**AIM OF THE TASK:** All lines from the one that contains "Query: light wood flooring" through the final line of the entries must be repeated exactly. No other lines belong in the output.

*** Opening RECORD EXCERPTS ***

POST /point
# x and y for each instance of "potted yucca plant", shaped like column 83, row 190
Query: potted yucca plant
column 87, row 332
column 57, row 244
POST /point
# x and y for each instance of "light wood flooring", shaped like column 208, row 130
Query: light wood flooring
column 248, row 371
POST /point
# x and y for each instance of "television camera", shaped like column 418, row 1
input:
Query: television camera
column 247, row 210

*** Closing RECORD EXCERPTS ***

**ANSWER SECTION:**
Query: light wood flooring
column 248, row 371
POST /point
# x and y for each instance of "television camera", shaped like column 418, row 1
input:
Query: television camera
column 247, row 210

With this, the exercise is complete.